Stored dataset items:
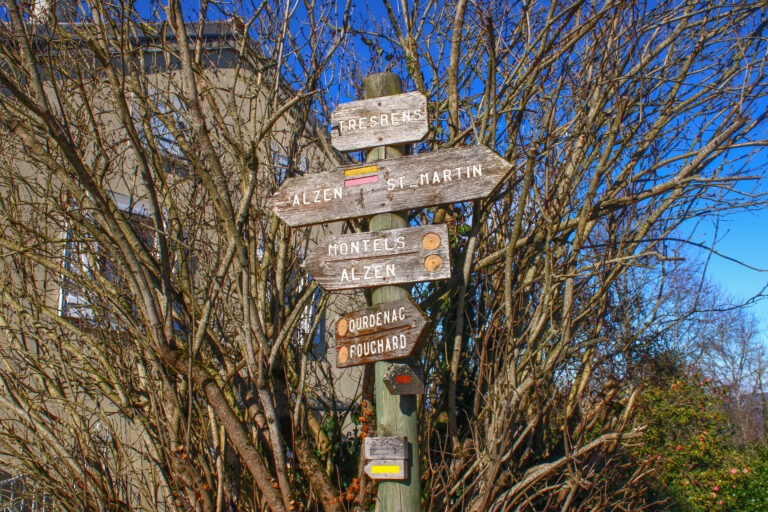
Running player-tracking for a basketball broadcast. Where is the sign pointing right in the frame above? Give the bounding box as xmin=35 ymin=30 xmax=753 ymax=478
xmin=272 ymin=146 xmax=512 ymax=227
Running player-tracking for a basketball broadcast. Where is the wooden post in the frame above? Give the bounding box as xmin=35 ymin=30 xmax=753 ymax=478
xmin=363 ymin=73 xmax=421 ymax=512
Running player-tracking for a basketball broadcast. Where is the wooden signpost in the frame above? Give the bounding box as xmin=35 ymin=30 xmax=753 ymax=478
xmin=331 ymin=92 xmax=429 ymax=151
xmin=304 ymin=224 xmax=451 ymax=290
xmin=384 ymin=364 xmax=424 ymax=395
xmin=363 ymin=436 xmax=408 ymax=480
xmin=336 ymin=298 xmax=429 ymax=368
xmin=271 ymin=146 xmax=512 ymax=227
xmin=270 ymin=73 xmax=512 ymax=512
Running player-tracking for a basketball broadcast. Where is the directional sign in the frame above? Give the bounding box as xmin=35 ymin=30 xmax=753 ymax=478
xmin=384 ymin=364 xmax=424 ymax=395
xmin=363 ymin=459 xmax=408 ymax=480
xmin=331 ymin=92 xmax=429 ymax=151
xmin=336 ymin=298 xmax=429 ymax=368
xmin=304 ymin=224 xmax=451 ymax=290
xmin=271 ymin=146 xmax=512 ymax=226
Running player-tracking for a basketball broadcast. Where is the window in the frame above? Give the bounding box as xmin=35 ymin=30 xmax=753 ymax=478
xmin=59 ymin=193 xmax=156 ymax=319
xmin=133 ymin=85 xmax=190 ymax=160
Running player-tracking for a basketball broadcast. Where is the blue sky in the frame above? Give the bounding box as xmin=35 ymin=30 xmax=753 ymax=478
xmin=694 ymin=204 xmax=768 ymax=328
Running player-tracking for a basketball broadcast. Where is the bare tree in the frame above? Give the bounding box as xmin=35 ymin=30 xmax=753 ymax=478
xmin=0 ymin=0 xmax=768 ymax=511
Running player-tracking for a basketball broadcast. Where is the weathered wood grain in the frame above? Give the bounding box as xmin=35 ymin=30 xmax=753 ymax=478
xmin=331 ymin=92 xmax=429 ymax=151
xmin=335 ymin=298 xmax=429 ymax=368
xmin=271 ymin=146 xmax=512 ymax=227
xmin=303 ymin=224 xmax=451 ymax=290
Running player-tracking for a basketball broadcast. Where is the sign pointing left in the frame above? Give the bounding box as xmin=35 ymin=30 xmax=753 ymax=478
xmin=271 ymin=146 xmax=512 ymax=227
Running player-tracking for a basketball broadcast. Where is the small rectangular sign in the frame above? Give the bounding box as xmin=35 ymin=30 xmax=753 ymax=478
xmin=304 ymin=224 xmax=451 ymax=290
xmin=335 ymin=298 xmax=429 ymax=368
xmin=363 ymin=436 xmax=408 ymax=460
xmin=331 ymin=92 xmax=429 ymax=151
xmin=363 ymin=459 xmax=408 ymax=480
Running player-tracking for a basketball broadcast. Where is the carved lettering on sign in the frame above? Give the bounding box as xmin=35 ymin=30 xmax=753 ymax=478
xmin=335 ymin=299 xmax=429 ymax=368
xmin=304 ymin=224 xmax=451 ymax=290
xmin=331 ymin=92 xmax=429 ymax=151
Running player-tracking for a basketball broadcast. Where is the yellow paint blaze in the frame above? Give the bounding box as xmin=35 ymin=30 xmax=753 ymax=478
xmin=344 ymin=165 xmax=379 ymax=178
xmin=371 ymin=466 xmax=400 ymax=475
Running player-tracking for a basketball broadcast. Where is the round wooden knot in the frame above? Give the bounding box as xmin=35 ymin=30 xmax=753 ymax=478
xmin=421 ymin=233 xmax=440 ymax=251
xmin=339 ymin=347 xmax=349 ymax=364
xmin=424 ymin=254 xmax=443 ymax=272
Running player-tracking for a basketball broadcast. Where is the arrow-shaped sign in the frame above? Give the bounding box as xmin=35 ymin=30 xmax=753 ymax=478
xmin=271 ymin=146 xmax=512 ymax=226
xmin=304 ymin=224 xmax=451 ymax=290
xmin=331 ymin=92 xmax=429 ymax=151
xmin=336 ymin=298 xmax=429 ymax=368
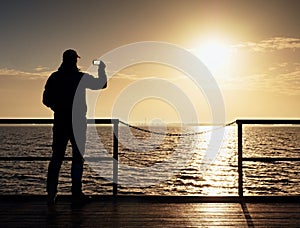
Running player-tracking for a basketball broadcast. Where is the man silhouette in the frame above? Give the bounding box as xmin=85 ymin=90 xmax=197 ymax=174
xmin=43 ymin=49 xmax=107 ymax=206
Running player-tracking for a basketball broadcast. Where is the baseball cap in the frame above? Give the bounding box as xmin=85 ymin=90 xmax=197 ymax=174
xmin=63 ymin=49 xmax=80 ymax=60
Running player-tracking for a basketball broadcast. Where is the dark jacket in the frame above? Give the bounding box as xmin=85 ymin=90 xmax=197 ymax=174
xmin=43 ymin=69 xmax=107 ymax=118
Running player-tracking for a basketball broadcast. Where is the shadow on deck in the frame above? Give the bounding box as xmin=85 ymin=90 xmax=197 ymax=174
xmin=0 ymin=196 xmax=300 ymax=227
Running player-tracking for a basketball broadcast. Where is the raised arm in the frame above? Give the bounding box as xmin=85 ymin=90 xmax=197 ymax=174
xmin=82 ymin=61 xmax=107 ymax=90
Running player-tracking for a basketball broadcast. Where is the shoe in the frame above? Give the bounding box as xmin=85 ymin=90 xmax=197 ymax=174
xmin=71 ymin=193 xmax=92 ymax=207
xmin=47 ymin=193 xmax=56 ymax=207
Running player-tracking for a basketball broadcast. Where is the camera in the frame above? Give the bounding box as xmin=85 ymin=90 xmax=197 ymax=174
xmin=93 ymin=59 xmax=101 ymax=65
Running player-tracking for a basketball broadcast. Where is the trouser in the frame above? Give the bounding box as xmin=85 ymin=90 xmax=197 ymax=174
xmin=47 ymin=120 xmax=86 ymax=195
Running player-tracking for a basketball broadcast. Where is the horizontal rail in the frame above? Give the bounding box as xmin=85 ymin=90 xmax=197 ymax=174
xmin=236 ymin=119 xmax=300 ymax=124
xmin=0 ymin=156 xmax=113 ymax=162
xmin=0 ymin=119 xmax=119 ymax=124
xmin=236 ymin=119 xmax=300 ymax=197
xmin=0 ymin=119 xmax=119 ymax=196
xmin=243 ymin=157 xmax=300 ymax=162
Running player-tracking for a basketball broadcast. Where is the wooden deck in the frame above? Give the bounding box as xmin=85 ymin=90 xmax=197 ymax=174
xmin=0 ymin=196 xmax=300 ymax=227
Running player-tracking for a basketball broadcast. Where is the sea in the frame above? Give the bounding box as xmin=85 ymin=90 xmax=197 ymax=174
xmin=0 ymin=124 xmax=300 ymax=196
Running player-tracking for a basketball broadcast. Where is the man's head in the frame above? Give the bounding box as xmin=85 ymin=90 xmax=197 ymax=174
xmin=63 ymin=49 xmax=80 ymax=64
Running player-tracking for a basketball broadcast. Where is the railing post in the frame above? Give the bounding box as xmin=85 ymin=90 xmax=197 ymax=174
xmin=237 ymin=121 xmax=243 ymax=196
xmin=112 ymin=119 xmax=119 ymax=196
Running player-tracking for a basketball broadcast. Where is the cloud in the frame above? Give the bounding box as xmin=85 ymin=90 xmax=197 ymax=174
xmin=0 ymin=67 xmax=51 ymax=79
xmin=234 ymin=37 xmax=300 ymax=52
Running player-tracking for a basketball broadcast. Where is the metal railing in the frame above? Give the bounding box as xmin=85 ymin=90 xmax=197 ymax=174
xmin=0 ymin=119 xmax=119 ymax=196
xmin=236 ymin=119 xmax=300 ymax=197
xmin=0 ymin=119 xmax=300 ymax=197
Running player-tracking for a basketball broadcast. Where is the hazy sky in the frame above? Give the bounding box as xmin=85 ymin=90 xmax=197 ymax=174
xmin=0 ymin=0 xmax=300 ymax=122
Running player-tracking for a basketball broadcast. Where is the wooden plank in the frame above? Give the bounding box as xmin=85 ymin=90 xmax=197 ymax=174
xmin=236 ymin=119 xmax=300 ymax=124
xmin=0 ymin=197 xmax=300 ymax=227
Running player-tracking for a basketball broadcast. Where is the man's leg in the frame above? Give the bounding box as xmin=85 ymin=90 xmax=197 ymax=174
xmin=47 ymin=125 xmax=68 ymax=196
xmin=70 ymin=122 xmax=86 ymax=195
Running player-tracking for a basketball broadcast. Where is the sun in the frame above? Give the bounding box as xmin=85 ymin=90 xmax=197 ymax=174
xmin=194 ymin=39 xmax=232 ymax=71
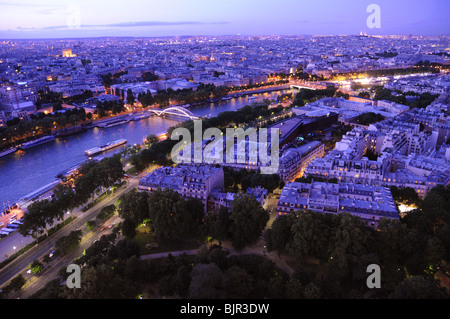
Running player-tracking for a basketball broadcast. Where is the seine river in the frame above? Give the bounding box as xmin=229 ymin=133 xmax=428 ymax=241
xmin=0 ymin=91 xmax=286 ymax=209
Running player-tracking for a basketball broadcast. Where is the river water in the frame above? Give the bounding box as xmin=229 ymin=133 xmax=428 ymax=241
xmin=0 ymin=91 xmax=286 ymax=210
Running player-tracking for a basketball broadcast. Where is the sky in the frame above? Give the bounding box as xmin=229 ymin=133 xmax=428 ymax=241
xmin=0 ymin=0 xmax=450 ymax=39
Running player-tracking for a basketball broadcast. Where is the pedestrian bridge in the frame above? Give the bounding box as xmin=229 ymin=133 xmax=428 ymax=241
xmin=149 ymin=106 xmax=200 ymax=120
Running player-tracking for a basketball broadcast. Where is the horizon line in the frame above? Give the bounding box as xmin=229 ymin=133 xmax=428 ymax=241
xmin=0 ymin=33 xmax=450 ymax=41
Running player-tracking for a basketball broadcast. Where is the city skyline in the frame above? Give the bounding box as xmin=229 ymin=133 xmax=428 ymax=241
xmin=0 ymin=0 xmax=450 ymax=39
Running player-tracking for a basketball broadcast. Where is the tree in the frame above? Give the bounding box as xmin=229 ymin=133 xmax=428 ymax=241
xmin=389 ymin=276 xmax=450 ymax=299
xmin=55 ymin=230 xmax=82 ymax=256
xmin=122 ymin=217 xmax=137 ymax=239
xmin=127 ymin=89 xmax=136 ymax=105
xmin=287 ymin=211 xmax=336 ymax=262
xmin=329 ymin=213 xmax=373 ymax=269
xmin=118 ymin=189 xmax=150 ymax=226
xmin=85 ymin=220 xmax=97 ymax=231
xmin=264 ymin=215 xmax=295 ymax=253
xmin=30 ymin=260 xmax=44 ymax=275
xmin=224 ymin=265 xmax=254 ymax=299
xmin=188 ymin=264 xmax=223 ymax=299
xmin=230 ymin=194 xmax=269 ymax=250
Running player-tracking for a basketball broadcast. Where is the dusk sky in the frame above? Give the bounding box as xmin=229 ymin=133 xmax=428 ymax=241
xmin=0 ymin=0 xmax=450 ymax=39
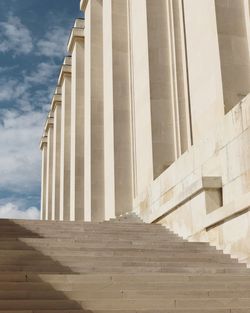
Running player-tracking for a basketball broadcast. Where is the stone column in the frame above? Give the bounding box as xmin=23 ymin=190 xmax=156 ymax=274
xmin=58 ymin=57 xmax=71 ymax=220
xmin=183 ymin=0 xmax=224 ymax=144
xmin=40 ymin=135 xmax=47 ymax=220
xmin=103 ymin=0 xmax=132 ymax=219
xmin=128 ymin=0 xmax=153 ymax=197
xmin=81 ymin=0 xmax=105 ymax=221
xmin=68 ymin=19 xmax=85 ymax=220
xmin=51 ymin=88 xmax=61 ymax=220
xmin=45 ymin=113 xmax=54 ymax=220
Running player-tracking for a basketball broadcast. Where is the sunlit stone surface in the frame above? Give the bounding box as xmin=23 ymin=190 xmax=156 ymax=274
xmin=41 ymin=0 xmax=250 ymax=262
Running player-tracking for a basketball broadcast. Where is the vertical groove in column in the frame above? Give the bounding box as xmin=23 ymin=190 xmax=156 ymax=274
xmin=146 ymin=0 xmax=175 ymax=178
xmin=52 ymin=95 xmax=61 ymax=220
xmin=103 ymin=0 xmax=115 ymax=220
xmin=171 ymin=0 xmax=192 ymax=154
xmin=88 ymin=0 xmax=104 ymax=221
xmin=128 ymin=0 xmax=154 ymax=195
xmin=112 ymin=0 xmax=132 ymax=215
xmin=59 ymin=58 xmax=71 ymax=220
xmin=40 ymin=136 xmax=47 ymax=220
xmin=45 ymin=118 xmax=53 ymax=220
xmin=127 ymin=0 xmax=138 ymax=199
xmin=68 ymin=19 xmax=84 ymax=221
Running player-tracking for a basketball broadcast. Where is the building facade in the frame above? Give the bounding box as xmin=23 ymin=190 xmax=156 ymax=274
xmin=40 ymin=0 xmax=250 ymax=261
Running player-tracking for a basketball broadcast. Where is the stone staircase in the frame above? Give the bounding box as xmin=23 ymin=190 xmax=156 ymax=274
xmin=0 ymin=216 xmax=250 ymax=313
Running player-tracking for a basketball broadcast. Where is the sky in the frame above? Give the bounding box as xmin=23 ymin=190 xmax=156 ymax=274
xmin=0 ymin=0 xmax=82 ymax=219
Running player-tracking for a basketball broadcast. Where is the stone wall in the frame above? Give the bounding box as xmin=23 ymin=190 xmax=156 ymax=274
xmin=134 ymin=95 xmax=250 ymax=261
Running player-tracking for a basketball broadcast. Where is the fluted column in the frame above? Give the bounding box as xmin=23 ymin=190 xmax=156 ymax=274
xmin=68 ymin=19 xmax=85 ymax=220
xmin=81 ymin=0 xmax=105 ymax=221
xmin=51 ymin=88 xmax=61 ymax=220
xmin=45 ymin=113 xmax=54 ymax=220
xmin=128 ymin=0 xmax=154 ymax=197
xmin=40 ymin=135 xmax=47 ymax=220
xmin=58 ymin=57 xmax=71 ymax=220
xmin=183 ymin=0 xmax=224 ymax=143
xmin=103 ymin=0 xmax=132 ymax=219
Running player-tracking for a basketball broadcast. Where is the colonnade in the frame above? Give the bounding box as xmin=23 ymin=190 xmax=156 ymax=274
xmin=40 ymin=0 xmax=250 ymax=221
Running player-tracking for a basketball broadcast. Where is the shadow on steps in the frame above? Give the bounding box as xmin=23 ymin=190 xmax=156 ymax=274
xmin=0 ymin=220 xmax=92 ymax=313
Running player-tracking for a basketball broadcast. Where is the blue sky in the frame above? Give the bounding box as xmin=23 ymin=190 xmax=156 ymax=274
xmin=0 ymin=0 xmax=82 ymax=218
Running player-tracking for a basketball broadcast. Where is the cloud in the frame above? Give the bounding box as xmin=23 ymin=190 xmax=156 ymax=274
xmin=0 ymin=65 xmax=18 ymax=74
xmin=0 ymin=203 xmax=40 ymax=220
xmin=0 ymin=109 xmax=45 ymax=194
xmin=37 ymin=26 xmax=69 ymax=58
xmin=0 ymin=15 xmax=33 ymax=56
xmin=25 ymin=62 xmax=58 ymax=85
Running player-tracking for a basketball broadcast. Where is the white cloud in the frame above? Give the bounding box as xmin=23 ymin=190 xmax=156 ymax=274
xmin=0 ymin=203 xmax=40 ymax=220
xmin=25 ymin=62 xmax=58 ymax=85
xmin=37 ymin=26 xmax=69 ymax=58
xmin=0 ymin=110 xmax=45 ymax=193
xmin=0 ymin=15 xmax=33 ymax=55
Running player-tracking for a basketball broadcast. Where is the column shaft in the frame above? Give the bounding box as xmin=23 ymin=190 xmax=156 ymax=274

* [Problem statement]:
Write out everything from the line containing "the wooden post" down to the line containing "xmin=270 ymin=73 xmax=512 ymax=512" again, swapping "player-tracking" for "ball-tracking" and leaving all else unchanged.

* [Expected answer]:
Running ball-tracking for a basketball broadcast. Where is the wooden post in the frame above? Give the bounding box as xmin=35 ymin=30 xmax=753 ymax=478
xmin=363 ymin=73 xmax=421 ymax=512
Running ball-tracking for a basketball broadcast. Where is the wooden signpost in the frame above? Give the bounding box as xmin=35 ymin=30 xmax=753 ymax=478
xmin=331 ymin=92 xmax=429 ymax=151
xmin=304 ymin=224 xmax=451 ymax=290
xmin=384 ymin=364 xmax=424 ymax=395
xmin=363 ymin=436 xmax=408 ymax=480
xmin=336 ymin=298 xmax=429 ymax=368
xmin=271 ymin=146 xmax=512 ymax=227
xmin=270 ymin=73 xmax=512 ymax=512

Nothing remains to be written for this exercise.